Point labeling data from photos
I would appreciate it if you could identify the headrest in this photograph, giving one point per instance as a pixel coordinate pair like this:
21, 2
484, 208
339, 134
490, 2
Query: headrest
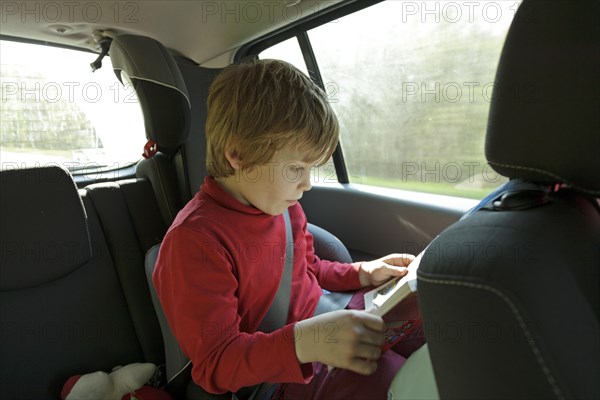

**Stated goal**
Collect each line above that contains the word "headrest", and copy those lines in their original order.

**Solution to the problem**
I would appreciate it if you could identify the headrest in this photograph, giving one point per instance as a pixel coordinate pair like this:
Query: headrest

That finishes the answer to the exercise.